== Texte extrait ==
En revanche, cette interdiction ne peut être rétroactive. C’est à dire qu’elle ne permet pas d’interdire les coupes rases préalablement prévues dans un document de gestion, que ce soit un document de gestion de forêt privée (Plan Simple de Gestion par exemple) ou un document d’aménagement en forêt publique. Mais l’interdiction est bien valable pour les forêts pour lesquelles aucun plan de gestion n’a été déposé avant l’approbation du PLI(i) ainsi que pour l’inscription d’une coupe rase dans les documents de gestion ou documents d’aménagement qui seront rédigés après l’approbation du PLU.  

L’utilisation du Code de l’urbanisme pour encadrer les coupes rases présente l’avantage de s’inscrire dans une logique d’aménagement du territoire, au-delà des limites des parcelles de forêt privée et sur un long pas de temps. En effet, si certains Schémas Régionaux de Gestion Sylvicole (SRGS) encadrent les coupes rases au-delà d’un certain seuil, les coupes rases inférieures à ce seuil peuvent se cumuler dans le temps ou l’espace. Il est par exemple possible de réaliser plusieurs petites coupes rases sur des parcelles contigües ou de condenser sur une même année les coupes rases prévues pour plusieurs années. L’utilisation des articles L.113-30, L.151-8 et R. 151-43 4° du Code de l’urbanisme permet d’empêcher les coupes rases sur le secteur choisi, même si ce secteur comporte plusieurs parcelles, et ce pour la durée du PLU(i).  

Un second outil issu du Code de l’urbanisme permet d’encadrer les coupes rases dans les PLU(i). Il s’agit de la combinaison des articles L.151-23 et R.151-43 5° du Code de l’urbanisme. Ces articles permettent de définir des secteurs pour lesquels les travaux forestiers comme les coupes rases seront soumis à déclaration préalable. Mais cet article est en attente de la publication d’un décret (comme le dispose l’article L.412-4 du Code de l’urbanisme), qui arrêtera la liste des travaux pour lesquels il sera fait exception à cette obligation de déclaration préalable. Dans l’attente de ce décret, il semble préférable de s’appuyer sur l’utilisation des articles L.113-30, L.151-8 et R. 151-43 4° du Code de l’urbanisme.  

Concrètement, quelles étapes suivre ?
===
§ **Consigne donnée 1**
D'après le texte sur les coupes rases, quelle publication attendent les articles L.151-23 et R.151-43 5° du Code de l'urbanisme ?
§ **Consigne donnée 2**
Recopiez le passage du texte sur les coupes rases qui va de « Un second outil » à « 4° du Code de l’urbanisme. », ces deux bouts compris.
== Entrées affichées ==
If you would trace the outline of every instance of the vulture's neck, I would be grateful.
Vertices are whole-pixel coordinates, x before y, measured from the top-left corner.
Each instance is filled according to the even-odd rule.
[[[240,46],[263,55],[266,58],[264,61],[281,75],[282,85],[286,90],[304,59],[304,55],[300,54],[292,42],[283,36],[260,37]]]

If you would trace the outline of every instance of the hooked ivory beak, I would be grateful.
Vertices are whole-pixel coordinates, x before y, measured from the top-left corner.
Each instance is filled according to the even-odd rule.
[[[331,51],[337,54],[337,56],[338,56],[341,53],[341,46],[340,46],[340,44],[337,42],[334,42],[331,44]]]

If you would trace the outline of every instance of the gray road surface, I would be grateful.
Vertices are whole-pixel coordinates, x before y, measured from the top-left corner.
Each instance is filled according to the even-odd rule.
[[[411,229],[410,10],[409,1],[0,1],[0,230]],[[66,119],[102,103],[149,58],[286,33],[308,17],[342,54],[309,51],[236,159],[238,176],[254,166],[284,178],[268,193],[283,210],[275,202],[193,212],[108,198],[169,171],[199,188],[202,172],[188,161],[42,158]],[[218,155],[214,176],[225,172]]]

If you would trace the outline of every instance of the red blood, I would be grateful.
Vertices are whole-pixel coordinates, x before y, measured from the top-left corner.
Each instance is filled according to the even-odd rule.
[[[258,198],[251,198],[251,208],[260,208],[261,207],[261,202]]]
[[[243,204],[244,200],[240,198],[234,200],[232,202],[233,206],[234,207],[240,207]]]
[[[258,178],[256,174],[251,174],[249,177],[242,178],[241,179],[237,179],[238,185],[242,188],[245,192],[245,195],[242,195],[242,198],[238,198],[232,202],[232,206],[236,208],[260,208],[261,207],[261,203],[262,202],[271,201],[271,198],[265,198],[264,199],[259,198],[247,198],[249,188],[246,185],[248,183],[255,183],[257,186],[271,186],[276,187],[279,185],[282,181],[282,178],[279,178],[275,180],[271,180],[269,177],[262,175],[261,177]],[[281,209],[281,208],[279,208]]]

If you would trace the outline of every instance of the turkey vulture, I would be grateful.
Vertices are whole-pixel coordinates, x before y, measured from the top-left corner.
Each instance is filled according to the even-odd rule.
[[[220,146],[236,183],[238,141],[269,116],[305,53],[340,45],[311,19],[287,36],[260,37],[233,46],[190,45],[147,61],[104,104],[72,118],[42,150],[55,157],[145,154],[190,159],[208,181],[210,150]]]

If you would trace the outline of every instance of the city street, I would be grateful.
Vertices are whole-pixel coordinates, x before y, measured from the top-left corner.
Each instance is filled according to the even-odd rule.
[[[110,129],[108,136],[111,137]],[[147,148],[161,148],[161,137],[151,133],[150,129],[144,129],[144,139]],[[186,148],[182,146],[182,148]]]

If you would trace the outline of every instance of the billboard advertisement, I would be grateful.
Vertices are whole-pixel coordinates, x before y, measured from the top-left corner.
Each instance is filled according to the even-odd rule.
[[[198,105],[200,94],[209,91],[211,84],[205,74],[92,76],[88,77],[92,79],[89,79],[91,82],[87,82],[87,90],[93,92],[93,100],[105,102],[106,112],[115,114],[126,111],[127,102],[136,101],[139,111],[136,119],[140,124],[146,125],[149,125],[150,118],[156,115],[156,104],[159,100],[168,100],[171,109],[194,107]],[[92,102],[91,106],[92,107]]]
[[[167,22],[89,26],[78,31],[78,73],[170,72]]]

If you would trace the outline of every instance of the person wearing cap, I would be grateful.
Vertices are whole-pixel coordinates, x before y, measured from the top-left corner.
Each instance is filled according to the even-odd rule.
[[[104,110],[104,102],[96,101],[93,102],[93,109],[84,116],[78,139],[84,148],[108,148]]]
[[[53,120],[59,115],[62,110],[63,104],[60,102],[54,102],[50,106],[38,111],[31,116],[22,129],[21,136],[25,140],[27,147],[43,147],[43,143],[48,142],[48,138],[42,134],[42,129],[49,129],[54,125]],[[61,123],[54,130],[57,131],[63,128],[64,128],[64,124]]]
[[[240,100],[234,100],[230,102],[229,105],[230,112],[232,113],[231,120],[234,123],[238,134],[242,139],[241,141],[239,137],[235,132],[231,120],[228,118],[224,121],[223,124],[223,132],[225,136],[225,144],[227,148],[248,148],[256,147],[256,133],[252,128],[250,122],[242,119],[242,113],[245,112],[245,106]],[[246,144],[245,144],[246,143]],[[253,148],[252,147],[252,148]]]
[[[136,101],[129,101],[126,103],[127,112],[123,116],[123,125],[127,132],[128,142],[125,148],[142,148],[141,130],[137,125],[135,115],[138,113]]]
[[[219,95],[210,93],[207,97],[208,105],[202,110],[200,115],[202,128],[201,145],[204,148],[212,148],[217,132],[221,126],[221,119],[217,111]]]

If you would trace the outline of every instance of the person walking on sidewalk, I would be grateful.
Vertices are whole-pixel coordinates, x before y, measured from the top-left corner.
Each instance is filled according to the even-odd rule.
===
§ **Réponse complète 1**
Ils attendent la publication d'un décret qui fixera la liste des travaux dispensés de déclaration préalable.

§ **Réponse complète 2**
Un second outil issu du Code de l’urbanisme permet d’encadrer les coupes rases dans les PLU(i). Il s’agit de la combinaison des articles L.151-23 et R.151-43 5° du Code de l’urbanisme. Ces articles permettent de définir des secteurs pour lesquels les travaux forestiers comme les coupes rases seront soumis à déclaration préalable. Mais cet article est en attente de la publication d’un décret (comme le dispose l’article L.412-4 du Code de l’urbanisme), qui arrêtera la liste des travaux pour lesquels il sera fait exception à cette obligation de déclaration préalable. Dans l’attente de ce décret, il semble préférable de s’appuyer sur l’utilisation des articles L.113-30, L.151-8 et R. 151-43 4° du Code de l’urbanisme.